Hours earlier on Thursday, the Jan. 6 select committee’s chair, Bennie Thompson (D-Miss.), and vice chair, Liz Cheney (R-Wyo.), requested an interview with Rep. Barry Loudermilk (R-Ga.) next week, contending that its review of evidence preceding the riot contradicted claims by him and other GOP lawmakers that no such tours had taken place.

Loudermilk did not explain why he didn’t disclose the tour over the past 16 months, nor did he indicate whether he would appear, but he emphasized, in a joint statement with Rep. Rodney Davis (R-Ill.), that no member of the group he led “has been investigated or charged in connection to January 6th.”

“The facts speak for themselves,” Davis and Loudermilk said. “[N]o place that the family went on the 5th was breached on the 6th, the family did not enter the Capitol grounds on the 6th.”

» **PROBLEMS TO SOLVE**
**A.** Name every member of Congress mentioned in the Jan. 6 committee excerpt.
**B.** Reproduce word for word the portion of the Jan. 6 committee excerpt that opens with the words containing "Hours earlier on" and closes with "had taken place.".
**C.** Write the next part of the Jan. 6 committee excerpt, picking up after its final sentence.

» **ENTRIES SHOWN**

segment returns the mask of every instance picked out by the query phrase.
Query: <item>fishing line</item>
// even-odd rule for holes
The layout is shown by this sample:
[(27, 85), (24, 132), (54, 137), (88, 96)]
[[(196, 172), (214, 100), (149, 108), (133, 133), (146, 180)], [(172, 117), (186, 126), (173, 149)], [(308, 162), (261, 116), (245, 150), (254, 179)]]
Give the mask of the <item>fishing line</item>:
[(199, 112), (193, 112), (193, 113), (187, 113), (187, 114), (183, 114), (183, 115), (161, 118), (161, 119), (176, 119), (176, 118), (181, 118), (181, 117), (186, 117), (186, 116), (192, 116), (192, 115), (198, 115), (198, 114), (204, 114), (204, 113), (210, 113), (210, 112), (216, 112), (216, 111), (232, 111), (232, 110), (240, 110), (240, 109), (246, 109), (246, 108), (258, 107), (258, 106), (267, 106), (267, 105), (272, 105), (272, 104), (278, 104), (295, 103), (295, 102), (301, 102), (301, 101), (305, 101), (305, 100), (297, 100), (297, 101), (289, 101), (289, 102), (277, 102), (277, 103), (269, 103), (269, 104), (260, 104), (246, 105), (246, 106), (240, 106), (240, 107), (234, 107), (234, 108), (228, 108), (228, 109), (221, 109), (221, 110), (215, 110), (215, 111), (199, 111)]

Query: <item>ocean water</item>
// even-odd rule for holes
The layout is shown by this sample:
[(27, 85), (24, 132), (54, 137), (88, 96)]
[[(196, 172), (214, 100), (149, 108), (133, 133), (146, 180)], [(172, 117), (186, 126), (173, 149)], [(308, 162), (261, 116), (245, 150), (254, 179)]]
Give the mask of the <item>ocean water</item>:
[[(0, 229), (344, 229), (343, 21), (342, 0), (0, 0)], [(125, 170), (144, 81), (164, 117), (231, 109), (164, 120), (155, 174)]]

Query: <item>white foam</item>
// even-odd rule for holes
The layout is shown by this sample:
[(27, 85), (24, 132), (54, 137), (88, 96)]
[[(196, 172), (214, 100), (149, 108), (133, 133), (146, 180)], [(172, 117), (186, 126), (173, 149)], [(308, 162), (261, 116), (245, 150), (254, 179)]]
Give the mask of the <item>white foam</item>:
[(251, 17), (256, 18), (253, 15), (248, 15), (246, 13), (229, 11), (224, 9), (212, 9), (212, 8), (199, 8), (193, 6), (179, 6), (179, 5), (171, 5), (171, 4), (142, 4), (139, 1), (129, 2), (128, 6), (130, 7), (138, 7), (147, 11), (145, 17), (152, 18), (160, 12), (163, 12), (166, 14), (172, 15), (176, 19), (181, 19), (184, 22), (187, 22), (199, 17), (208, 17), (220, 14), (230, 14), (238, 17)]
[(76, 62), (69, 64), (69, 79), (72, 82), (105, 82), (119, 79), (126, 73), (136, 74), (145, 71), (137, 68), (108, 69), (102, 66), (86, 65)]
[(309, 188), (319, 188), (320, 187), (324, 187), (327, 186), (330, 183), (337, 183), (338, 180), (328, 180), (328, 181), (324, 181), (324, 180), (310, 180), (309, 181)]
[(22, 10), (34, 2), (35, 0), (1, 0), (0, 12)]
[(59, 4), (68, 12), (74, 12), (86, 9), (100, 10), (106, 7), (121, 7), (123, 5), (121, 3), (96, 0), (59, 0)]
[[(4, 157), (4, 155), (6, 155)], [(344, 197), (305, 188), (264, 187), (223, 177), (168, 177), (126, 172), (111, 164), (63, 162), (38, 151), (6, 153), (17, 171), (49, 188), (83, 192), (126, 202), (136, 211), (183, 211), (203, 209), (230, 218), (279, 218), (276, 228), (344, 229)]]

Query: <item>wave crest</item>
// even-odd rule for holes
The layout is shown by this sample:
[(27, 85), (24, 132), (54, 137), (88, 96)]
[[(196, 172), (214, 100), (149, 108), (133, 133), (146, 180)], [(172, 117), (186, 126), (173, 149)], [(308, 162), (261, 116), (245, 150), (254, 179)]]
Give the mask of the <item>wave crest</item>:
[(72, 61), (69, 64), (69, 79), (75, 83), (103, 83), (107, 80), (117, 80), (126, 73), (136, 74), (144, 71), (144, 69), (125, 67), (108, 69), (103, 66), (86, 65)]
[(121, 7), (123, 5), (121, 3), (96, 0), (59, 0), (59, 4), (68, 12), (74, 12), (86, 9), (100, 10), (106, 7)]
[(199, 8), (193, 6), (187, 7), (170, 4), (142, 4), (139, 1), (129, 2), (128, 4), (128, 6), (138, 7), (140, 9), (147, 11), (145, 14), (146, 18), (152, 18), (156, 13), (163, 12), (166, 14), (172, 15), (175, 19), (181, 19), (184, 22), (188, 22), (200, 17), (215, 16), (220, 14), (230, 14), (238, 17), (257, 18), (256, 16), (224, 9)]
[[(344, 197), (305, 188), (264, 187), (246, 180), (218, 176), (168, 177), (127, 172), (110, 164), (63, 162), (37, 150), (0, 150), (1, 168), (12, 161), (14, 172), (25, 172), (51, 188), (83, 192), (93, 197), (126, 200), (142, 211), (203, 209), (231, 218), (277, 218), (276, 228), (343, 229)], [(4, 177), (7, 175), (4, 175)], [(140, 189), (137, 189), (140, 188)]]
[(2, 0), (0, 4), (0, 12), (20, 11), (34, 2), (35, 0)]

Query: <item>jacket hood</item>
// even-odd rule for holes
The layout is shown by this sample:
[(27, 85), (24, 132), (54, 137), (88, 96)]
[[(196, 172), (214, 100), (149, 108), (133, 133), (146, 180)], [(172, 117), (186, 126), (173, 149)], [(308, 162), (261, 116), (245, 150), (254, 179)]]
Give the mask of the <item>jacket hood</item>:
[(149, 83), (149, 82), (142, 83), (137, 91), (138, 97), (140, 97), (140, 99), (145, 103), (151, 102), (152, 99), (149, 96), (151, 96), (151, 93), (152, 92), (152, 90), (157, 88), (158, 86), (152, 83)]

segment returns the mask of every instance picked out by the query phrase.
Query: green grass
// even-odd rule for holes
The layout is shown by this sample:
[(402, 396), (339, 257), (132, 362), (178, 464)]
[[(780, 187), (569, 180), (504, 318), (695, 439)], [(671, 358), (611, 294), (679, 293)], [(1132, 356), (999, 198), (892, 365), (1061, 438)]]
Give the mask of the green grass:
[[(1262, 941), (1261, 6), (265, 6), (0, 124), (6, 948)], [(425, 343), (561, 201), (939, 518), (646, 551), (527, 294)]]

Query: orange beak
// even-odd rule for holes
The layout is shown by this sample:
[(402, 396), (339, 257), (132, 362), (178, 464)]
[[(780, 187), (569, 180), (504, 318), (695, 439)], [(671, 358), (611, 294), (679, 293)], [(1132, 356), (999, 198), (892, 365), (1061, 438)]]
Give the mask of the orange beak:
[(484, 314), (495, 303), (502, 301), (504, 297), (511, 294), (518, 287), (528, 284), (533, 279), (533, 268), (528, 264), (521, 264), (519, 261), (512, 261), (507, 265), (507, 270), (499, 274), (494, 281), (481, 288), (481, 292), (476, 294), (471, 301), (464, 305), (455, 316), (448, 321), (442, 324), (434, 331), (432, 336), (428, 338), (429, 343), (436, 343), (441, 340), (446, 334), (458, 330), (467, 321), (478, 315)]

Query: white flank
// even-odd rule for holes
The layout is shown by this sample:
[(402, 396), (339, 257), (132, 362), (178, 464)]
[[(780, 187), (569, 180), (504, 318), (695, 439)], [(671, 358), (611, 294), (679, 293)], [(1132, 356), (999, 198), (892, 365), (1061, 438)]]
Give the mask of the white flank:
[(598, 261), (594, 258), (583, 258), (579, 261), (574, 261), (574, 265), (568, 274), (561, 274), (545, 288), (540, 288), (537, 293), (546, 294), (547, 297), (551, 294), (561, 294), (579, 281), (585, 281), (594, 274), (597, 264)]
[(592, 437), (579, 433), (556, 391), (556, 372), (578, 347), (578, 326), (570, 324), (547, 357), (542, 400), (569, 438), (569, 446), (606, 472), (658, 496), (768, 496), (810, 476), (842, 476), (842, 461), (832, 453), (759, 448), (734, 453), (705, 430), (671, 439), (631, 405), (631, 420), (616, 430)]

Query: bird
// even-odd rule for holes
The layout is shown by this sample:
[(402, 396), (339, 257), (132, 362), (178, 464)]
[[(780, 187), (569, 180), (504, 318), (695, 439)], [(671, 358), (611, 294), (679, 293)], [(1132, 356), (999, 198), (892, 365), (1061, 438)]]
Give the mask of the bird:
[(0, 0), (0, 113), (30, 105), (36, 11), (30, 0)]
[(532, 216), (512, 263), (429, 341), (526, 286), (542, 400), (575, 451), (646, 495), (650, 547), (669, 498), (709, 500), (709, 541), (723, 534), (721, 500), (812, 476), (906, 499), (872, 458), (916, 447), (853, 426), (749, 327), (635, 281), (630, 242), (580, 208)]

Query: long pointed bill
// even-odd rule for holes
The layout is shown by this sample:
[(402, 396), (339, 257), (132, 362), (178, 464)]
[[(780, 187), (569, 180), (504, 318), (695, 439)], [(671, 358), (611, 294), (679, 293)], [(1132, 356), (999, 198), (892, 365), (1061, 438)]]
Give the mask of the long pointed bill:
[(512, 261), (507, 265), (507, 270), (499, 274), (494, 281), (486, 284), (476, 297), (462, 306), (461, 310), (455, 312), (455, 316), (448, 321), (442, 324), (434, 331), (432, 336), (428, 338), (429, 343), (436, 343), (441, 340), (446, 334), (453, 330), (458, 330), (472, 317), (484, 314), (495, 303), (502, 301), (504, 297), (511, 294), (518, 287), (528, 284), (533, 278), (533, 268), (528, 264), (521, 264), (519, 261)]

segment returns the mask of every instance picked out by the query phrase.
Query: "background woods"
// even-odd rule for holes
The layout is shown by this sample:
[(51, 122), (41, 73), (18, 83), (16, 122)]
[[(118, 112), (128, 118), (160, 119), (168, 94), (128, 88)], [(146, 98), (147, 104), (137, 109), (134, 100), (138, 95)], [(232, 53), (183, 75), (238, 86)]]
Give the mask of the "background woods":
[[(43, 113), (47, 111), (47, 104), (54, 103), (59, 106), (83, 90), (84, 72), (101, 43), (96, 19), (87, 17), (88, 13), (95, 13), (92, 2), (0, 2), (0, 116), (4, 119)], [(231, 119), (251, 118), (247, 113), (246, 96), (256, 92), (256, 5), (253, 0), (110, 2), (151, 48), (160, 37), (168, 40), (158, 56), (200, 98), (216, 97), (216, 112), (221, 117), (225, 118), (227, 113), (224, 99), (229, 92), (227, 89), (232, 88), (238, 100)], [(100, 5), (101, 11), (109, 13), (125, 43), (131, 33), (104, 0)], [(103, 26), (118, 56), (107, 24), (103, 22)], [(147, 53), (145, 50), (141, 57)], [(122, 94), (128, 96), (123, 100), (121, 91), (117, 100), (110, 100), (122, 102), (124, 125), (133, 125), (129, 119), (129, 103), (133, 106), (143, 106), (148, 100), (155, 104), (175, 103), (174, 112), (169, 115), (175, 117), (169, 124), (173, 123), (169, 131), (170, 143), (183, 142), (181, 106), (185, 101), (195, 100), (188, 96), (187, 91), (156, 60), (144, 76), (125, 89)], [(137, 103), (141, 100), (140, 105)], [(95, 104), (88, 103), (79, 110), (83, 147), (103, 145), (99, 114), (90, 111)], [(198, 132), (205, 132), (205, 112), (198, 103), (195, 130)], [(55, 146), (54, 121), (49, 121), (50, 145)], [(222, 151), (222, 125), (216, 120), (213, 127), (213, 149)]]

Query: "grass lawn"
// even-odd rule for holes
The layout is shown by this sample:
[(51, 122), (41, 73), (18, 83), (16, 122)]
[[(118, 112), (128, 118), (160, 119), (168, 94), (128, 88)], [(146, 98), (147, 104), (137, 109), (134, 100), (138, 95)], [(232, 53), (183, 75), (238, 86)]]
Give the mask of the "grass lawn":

» **RESPONSES TO THE TASKS**
**A.**
- Bennie Thompson (D-Miss.)
- Liz Cheney (R-Wyo.)
- Barry Loudermilk (R-Ga.)
- Rodney Davis (R-Ill.)

**B.**
Hours earlier on Thursday, the Jan. 6 select committee’s chair, Bennie Thompson (D-Miss.), and vice chair, Liz Cheney (R-Wyo.), requested an interview with Rep. Barry Loudermilk (R-Ga.) next week, contending that its review of evidence preceding the riot contradicted claims by him and other GOP lawmakers that no such tours had taken place.

**C.**
Questions about whether GOP lawmakers or aides led tours of the Capitol complex the day before rioters breached it raised urgent alarms in the days after Jan. 6, when a group of Democrats contended they’d witnessed suspicious groups of visitors. The presence of unknown visitors would have been particularly notable at the time because the Capitol complex was closed to public tours as a result of the coronavirus pandemic. Despite the closure, some lawmakers and staff brought guests into the complex under the guise of “official business” anyway.

But no evidence had emerged to support the initial Democratic allegations since the early days after the breach of the Capitol.

The committee noted in its letter to Loudermilk that Republicans on the House Administration Committee, including the lawmaker, had previously reviewed security footage from that day and claimed there were no tours, but Thompson and Cheney said the committee’s review of the evidence “directly contradicts that denial” that there were no tours.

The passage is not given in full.